▶ [CONSIGNE]
Recopiez le passage de l'extrait sur l'accès aux médicaments compris entre "Prenez les médicaments" et "la sécurité sociale.", ces deux bornes incluses.

▶ [EXTRAIT DU DOCUMENT]
Toutefois, se focaliser sur la Belgique – même si le Pacte d’avenir remplit parfaitement son rôle – ne résout pas le problème. La Belgique étant l’un des leaders mondiaux dans le secteur de l’industrie pharmaceutique, elle devrait jouer un rôle encore plus progressiste sur la scène internationale. Nous faisons partie d’un marché mondialisé. Certes, la Belgique joue un rôle important sur la scène internationale en matière d’accès à des traitements. Pensez par exemple à la collaboration avec les Pays-Bas, le Luxembourg et l’Autriche où la Belgique négocie en bloc avec des entreprises pharmaceutiques pour augmenter l’accès à et diminuer les prix de médicaments innovants - une première mondiale. Mais ce faisant, nous oublions encore trop souvent de nous préoccuper des patients dans les pays en voie de développement, ou ceux où la sécurité sociale ne garantit pas le remboursement de médicaments tels que l’insuline.

Prenez les médicaments biosimilaires par exemple, ces presque copies meilleures marchés de médicaments biologiques originaux. Ils satisfont aux mêmes normes de sécurité et sont tout aussi efficaces. Un récent rapport de Health Action International nous apprend que ceux-ci constituent une possible solution pour garantir un accès mondial à l’insuline. À une condition toutefois, et pas des moindres : il faudrait que ces médicaments biosimilaires soient produits par un nouveau producteur, car le marché actuel n’est dominé que par 3 acteurs. Augmenter la concurrence ferait baisser les prix, affirme le rapport. Cela permettra que l’insuline devienne plus abordable et donc plus accessible, tant pour le patient que pour la sécurité sociale.

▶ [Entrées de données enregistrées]
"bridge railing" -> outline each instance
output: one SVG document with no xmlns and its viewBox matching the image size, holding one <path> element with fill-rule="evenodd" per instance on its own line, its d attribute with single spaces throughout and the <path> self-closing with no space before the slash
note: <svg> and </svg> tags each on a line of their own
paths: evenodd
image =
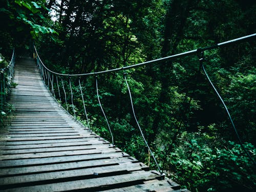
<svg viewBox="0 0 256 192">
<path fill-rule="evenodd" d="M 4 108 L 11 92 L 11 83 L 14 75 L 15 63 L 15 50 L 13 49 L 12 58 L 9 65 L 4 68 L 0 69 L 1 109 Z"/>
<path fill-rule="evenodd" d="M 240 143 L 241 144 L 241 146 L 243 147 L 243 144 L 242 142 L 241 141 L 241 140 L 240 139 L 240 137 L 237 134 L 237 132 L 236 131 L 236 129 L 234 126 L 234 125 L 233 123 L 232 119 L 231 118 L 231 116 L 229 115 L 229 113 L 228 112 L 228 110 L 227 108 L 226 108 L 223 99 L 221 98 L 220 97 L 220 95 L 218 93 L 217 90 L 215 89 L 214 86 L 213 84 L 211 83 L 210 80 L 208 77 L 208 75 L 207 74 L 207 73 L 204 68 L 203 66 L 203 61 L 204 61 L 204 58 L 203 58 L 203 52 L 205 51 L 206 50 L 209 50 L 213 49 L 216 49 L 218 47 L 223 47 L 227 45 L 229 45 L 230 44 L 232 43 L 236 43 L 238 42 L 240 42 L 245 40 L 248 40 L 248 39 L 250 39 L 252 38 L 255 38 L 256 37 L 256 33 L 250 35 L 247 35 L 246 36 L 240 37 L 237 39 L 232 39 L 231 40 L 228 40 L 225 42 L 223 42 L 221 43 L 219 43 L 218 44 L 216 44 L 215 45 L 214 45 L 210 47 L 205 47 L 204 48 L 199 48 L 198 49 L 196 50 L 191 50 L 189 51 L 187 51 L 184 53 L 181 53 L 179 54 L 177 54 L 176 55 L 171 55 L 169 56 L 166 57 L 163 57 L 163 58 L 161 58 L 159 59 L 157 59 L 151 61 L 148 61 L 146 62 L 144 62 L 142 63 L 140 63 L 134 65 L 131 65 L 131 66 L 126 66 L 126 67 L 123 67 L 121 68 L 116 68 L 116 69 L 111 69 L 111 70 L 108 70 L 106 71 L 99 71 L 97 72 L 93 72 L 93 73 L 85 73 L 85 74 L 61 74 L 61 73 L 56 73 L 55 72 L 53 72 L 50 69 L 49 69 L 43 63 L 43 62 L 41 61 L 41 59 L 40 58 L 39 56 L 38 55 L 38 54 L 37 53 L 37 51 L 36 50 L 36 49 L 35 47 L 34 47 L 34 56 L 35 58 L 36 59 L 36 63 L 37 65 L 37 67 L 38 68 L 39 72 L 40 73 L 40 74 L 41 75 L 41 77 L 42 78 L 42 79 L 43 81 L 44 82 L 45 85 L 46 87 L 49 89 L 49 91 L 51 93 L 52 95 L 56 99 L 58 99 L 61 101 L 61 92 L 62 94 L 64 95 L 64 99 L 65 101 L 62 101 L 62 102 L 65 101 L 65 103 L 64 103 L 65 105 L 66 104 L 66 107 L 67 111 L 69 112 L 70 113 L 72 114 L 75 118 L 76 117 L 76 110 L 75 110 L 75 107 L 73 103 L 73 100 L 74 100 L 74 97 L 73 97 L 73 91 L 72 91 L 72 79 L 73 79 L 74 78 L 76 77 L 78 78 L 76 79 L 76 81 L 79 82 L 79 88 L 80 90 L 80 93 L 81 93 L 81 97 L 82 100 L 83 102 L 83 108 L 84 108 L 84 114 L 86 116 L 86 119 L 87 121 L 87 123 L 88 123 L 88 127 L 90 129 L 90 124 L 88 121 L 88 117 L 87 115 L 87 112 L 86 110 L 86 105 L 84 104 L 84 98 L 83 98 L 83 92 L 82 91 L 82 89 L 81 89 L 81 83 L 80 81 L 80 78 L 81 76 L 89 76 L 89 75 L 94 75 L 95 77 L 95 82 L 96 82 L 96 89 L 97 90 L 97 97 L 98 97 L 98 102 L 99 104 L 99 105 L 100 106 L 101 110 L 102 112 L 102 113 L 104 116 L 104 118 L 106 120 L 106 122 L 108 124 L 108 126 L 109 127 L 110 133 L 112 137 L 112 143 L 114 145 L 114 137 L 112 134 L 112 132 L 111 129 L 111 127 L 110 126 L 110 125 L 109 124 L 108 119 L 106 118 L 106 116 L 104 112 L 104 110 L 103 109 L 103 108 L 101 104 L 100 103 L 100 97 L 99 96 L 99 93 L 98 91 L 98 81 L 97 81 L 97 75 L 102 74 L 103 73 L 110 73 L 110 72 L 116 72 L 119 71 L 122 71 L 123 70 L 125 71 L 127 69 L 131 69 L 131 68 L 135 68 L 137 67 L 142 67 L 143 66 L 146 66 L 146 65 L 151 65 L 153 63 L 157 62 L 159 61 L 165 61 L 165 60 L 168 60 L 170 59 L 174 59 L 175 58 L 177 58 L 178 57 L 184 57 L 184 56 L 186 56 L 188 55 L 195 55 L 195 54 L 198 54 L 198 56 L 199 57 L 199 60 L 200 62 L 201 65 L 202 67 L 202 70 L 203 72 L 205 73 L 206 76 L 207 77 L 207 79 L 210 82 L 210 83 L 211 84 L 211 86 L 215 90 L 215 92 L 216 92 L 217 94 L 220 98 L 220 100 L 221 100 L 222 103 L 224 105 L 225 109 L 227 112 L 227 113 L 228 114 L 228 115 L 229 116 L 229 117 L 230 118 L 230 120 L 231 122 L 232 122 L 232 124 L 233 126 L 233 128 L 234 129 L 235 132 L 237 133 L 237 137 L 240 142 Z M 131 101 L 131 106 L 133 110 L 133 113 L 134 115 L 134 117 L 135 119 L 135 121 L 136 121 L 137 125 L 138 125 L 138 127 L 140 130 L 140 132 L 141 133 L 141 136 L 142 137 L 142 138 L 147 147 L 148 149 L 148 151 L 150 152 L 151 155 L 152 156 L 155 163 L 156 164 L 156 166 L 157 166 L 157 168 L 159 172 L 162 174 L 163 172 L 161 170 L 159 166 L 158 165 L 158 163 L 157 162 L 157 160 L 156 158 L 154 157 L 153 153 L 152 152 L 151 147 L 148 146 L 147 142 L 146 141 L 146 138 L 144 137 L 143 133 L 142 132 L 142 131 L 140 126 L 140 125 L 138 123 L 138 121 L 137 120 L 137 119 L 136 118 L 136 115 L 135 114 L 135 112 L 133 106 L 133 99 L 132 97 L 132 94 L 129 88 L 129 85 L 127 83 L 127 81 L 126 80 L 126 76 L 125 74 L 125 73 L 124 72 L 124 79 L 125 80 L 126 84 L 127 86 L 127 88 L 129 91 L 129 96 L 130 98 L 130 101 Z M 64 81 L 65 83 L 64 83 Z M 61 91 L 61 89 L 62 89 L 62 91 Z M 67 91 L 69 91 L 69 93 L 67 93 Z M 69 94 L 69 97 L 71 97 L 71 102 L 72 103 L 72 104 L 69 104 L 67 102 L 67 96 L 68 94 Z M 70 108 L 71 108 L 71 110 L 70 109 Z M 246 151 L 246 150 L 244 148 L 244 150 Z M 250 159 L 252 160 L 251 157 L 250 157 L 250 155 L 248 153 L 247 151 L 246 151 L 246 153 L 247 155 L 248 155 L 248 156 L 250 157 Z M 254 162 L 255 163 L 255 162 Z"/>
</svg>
--
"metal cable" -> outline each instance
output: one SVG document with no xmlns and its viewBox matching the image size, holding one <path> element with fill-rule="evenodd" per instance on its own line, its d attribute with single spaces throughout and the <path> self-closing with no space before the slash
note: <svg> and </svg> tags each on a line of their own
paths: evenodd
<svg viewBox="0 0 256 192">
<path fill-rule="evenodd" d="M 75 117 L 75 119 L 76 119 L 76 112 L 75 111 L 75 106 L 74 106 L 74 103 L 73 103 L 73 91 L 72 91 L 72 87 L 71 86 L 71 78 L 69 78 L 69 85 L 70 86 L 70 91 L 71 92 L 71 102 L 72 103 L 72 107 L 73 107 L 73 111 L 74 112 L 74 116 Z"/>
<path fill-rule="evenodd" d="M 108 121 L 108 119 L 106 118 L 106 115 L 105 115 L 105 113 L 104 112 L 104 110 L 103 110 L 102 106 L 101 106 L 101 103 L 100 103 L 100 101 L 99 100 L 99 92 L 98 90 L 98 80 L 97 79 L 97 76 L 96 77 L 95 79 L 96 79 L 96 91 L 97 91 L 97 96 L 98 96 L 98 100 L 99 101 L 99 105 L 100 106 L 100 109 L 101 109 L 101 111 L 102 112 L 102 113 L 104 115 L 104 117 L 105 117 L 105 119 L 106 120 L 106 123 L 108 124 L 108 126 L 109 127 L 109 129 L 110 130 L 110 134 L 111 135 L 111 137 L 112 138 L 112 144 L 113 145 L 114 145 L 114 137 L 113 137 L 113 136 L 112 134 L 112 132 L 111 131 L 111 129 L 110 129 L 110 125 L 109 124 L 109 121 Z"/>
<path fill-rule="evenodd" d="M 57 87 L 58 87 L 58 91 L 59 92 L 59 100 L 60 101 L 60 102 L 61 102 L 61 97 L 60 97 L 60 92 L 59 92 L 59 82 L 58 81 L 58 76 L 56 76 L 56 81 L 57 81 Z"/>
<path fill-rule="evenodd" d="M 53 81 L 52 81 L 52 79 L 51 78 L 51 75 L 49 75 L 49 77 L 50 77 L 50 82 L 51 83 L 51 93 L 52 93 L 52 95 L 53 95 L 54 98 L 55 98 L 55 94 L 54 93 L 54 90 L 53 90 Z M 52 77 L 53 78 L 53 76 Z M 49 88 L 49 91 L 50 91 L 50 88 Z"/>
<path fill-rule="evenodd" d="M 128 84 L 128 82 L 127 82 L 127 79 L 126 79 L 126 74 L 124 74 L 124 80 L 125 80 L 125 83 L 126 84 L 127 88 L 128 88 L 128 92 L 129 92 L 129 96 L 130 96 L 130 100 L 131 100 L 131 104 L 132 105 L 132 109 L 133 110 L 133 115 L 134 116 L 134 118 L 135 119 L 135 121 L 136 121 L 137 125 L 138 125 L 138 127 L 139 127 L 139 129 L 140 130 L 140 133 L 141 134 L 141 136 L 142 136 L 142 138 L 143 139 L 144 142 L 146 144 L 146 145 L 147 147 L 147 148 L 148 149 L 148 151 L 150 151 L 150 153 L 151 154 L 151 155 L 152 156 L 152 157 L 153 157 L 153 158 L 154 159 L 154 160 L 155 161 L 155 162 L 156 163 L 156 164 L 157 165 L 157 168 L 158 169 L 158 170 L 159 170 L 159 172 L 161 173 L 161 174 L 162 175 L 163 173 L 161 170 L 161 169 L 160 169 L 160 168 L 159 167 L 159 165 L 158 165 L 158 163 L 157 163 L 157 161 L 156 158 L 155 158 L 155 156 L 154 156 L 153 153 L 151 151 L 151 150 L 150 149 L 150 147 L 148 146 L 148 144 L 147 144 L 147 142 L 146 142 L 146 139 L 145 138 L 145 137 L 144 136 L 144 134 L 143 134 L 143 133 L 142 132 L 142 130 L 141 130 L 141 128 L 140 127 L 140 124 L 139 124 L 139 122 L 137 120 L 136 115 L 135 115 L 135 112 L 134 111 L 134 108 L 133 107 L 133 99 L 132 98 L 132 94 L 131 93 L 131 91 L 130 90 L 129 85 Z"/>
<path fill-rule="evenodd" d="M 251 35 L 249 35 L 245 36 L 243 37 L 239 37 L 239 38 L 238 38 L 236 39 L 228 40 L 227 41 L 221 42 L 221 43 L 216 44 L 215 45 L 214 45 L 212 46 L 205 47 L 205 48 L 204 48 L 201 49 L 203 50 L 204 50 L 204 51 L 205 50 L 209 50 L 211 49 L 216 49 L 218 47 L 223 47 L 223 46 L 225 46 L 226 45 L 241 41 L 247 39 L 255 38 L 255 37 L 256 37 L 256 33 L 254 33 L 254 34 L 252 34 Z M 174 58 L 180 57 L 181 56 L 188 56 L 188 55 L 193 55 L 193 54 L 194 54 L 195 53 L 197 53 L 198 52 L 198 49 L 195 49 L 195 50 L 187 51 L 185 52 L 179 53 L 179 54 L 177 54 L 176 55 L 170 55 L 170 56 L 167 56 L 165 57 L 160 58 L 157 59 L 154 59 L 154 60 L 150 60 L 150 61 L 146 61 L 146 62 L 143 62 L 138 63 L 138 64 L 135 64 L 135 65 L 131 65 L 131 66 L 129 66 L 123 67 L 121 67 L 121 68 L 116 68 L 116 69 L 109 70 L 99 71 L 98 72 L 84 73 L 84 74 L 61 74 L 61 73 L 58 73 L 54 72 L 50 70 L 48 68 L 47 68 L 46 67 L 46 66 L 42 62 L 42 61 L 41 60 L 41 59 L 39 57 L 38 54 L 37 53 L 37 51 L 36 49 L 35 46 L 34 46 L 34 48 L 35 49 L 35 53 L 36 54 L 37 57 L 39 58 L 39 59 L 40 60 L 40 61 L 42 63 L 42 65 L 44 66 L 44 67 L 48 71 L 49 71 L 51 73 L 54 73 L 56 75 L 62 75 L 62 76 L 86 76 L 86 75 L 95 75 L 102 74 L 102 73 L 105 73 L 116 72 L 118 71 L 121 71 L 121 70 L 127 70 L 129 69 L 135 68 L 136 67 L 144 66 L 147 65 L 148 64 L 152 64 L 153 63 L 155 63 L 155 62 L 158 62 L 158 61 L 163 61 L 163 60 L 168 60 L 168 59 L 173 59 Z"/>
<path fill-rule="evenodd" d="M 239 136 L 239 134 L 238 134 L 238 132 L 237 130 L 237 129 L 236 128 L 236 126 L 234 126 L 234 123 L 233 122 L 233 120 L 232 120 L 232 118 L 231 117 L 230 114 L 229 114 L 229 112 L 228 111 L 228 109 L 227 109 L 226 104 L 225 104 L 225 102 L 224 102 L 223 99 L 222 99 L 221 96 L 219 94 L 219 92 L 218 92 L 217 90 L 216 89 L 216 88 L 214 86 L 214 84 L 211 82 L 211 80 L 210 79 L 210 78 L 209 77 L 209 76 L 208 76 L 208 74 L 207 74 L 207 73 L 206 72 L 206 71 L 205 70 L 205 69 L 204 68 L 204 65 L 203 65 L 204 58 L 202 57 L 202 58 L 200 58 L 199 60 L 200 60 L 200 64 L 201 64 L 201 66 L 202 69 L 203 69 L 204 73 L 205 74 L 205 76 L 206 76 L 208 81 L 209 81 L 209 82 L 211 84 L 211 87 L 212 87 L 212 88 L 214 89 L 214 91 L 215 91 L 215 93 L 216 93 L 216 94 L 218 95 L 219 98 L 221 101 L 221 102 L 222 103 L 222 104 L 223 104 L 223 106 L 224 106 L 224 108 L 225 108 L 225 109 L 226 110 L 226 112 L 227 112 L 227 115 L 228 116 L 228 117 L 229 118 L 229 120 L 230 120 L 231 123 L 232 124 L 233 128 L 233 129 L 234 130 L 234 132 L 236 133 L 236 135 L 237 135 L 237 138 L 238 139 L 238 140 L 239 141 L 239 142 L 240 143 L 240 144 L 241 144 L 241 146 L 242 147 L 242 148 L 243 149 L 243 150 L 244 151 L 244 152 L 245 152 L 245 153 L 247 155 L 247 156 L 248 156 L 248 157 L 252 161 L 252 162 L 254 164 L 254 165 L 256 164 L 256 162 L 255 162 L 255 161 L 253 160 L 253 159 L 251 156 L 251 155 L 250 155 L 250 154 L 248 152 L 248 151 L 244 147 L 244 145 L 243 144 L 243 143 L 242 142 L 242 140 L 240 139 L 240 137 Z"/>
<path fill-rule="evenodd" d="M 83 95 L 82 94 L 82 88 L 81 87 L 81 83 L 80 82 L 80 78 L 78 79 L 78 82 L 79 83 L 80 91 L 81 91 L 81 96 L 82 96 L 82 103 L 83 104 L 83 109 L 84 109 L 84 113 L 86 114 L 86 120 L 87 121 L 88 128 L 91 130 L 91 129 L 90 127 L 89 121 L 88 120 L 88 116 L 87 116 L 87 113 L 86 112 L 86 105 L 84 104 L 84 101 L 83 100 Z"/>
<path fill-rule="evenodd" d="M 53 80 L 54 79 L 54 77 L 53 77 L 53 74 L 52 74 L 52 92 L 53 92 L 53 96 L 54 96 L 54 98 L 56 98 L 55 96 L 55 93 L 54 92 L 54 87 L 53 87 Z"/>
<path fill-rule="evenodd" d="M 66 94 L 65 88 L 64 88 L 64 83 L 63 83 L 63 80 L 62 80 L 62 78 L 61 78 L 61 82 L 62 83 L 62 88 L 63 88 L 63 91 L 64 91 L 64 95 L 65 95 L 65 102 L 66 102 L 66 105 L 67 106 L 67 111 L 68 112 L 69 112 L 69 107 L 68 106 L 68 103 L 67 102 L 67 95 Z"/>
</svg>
...
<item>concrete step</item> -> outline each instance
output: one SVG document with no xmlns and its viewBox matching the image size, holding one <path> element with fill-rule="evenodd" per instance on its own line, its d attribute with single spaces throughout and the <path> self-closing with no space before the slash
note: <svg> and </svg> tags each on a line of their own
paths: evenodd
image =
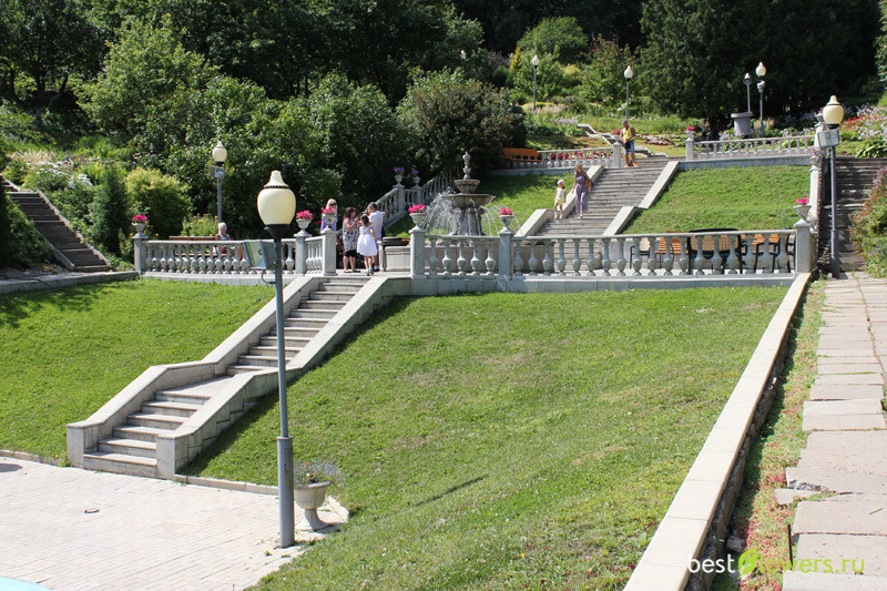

▶ [RÉPONSE RÉDIGÉE]
Prenez les médicaments biosimilaires par exemple, ces presque copies meilleures marchés de médicaments biologiques originaux. Ils satisfont aux mêmes normes de sécurité et sont tout aussi efficaces. Un récent rapport de Health Action International nous apprend que ceux-ci constituent une possible solution pour garantir un accès mondial à l’insuline. À une condition toutefois, et pas des moindres : il faudrait que ces médicaments biosimilaires soient produits par un nouveau producteur, car le marché actuel n’est dominé que par 3 acteurs. Augmenter la concurrence ferait baisser les prix, affirme le rapport. Cela permettra que l’insuline devienne plus abordable et donc plus accessible, tant pour le patient que pour la sécurité sociale.